GIVEN EXERCISE: Update all the entries below by replacing "pin one point" with "place one marker", keeping everything else unchanged. Leave the pictures out of your version.

┌──

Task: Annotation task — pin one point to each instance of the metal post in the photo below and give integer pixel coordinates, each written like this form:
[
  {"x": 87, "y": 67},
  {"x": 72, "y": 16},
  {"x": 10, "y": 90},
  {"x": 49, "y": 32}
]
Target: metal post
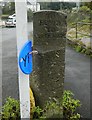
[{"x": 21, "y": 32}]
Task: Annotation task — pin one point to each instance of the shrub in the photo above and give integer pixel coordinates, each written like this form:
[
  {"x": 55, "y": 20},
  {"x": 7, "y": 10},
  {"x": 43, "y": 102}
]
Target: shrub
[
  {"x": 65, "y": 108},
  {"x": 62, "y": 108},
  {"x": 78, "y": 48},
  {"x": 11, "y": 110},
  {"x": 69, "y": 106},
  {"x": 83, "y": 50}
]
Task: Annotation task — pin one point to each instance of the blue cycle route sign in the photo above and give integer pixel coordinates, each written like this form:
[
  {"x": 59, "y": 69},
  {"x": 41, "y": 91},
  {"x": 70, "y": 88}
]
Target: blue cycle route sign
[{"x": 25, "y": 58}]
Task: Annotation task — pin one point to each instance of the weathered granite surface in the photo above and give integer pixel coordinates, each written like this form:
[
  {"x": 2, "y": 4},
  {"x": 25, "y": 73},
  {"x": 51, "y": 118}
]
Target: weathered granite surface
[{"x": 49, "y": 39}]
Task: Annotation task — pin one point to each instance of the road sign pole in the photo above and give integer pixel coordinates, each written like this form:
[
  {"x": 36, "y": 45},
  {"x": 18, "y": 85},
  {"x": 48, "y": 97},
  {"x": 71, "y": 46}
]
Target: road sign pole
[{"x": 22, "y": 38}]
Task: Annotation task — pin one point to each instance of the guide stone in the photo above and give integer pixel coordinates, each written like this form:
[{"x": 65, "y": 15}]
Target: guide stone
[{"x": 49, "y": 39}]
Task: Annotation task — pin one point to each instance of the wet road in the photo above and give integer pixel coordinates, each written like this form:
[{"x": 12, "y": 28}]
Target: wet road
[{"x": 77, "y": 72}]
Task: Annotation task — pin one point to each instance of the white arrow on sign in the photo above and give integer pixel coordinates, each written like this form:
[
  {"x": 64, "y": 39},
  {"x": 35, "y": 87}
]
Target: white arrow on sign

└──

RESPONSE BELOW:
Task: Annotation task — place one marker to each instance of the metal post in the photo below and give integer pixel coordinates, each written like this form:
[
  {"x": 87, "y": 67},
  {"x": 72, "y": 16},
  {"x": 10, "y": 90},
  {"x": 49, "y": 32}
]
Target: metal post
[{"x": 21, "y": 32}]
Task: Annotation task — place one marker to each instance of the shrub in the photo above and give integer pixel coordinates, each written like this form:
[
  {"x": 55, "y": 20},
  {"x": 7, "y": 10},
  {"x": 43, "y": 102}
]
Target: shrub
[
  {"x": 65, "y": 108},
  {"x": 62, "y": 108},
  {"x": 78, "y": 48},
  {"x": 11, "y": 110},
  {"x": 69, "y": 106},
  {"x": 83, "y": 50}
]
Task: Annotation task — place one marker to each instance of the blue cycle route sign in the photo above and give integer pixel coordinates, each written like this form:
[
  {"x": 59, "y": 69},
  {"x": 41, "y": 91},
  {"x": 70, "y": 88}
]
Target: blue cycle route sign
[{"x": 25, "y": 58}]
Task: Annotation task — place one marker to each instance of the weathered granite surface in the photo above and give integer pixel coordinates, each written like this form:
[
  {"x": 2, "y": 4},
  {"x": 25, "y": 73},
  {"x": 51, "y": 118}
]
Target: weathered granite surface
[{"x": 49, "y": 39}]
Task: Annotation task — place one marker to each instance of the road sign pole in the photo above and give integer pixel coordinates, each written like this form:
[
  {"x": 36, "y": 45},
  {"x": 18, "y": 85},
  {"x": 48, "y": 97},
  {"x": 71, "y": 46}
]
Target: road sign pole
[{"x": 22, "y": 38}]
Task: Annotation task — place one marker to each instance of the guide stone in the photo above and give integer pixel coordinates, each written like this form:
[{"x": 65, "y": 15}]
Target: guide stone
[{"x": 49, "y": 39}]
Task: Annotation task — place one marker to each instance of the wet road in the photo above and give integer pixel coordinates, each written like this form:
[{"x": 12, "y": 28}]
Target: wet road
[{"x": 77, "y": 72}]
Task: Annotation task — place one marker to each instance of the white arrow on sign in the photo above and give integer pixel coordinates, each written like this form:
[
  {"x": 64, "y": 39},
  {"x": 35, "y": 87}
]
Target: white arrow on sign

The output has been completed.